To be done :: Rewrite every line of the records below, requests included, and add -19 to each number in the answer coordinates.

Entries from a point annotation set

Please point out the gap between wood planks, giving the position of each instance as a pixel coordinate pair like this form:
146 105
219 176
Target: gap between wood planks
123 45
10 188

Problem solution ::
Please point out the gap between wood planks, giving the position of each instance as a pixel coordinate pair like this form:
146 105
219 176
Target: gap between wood planks
104 26
-9 169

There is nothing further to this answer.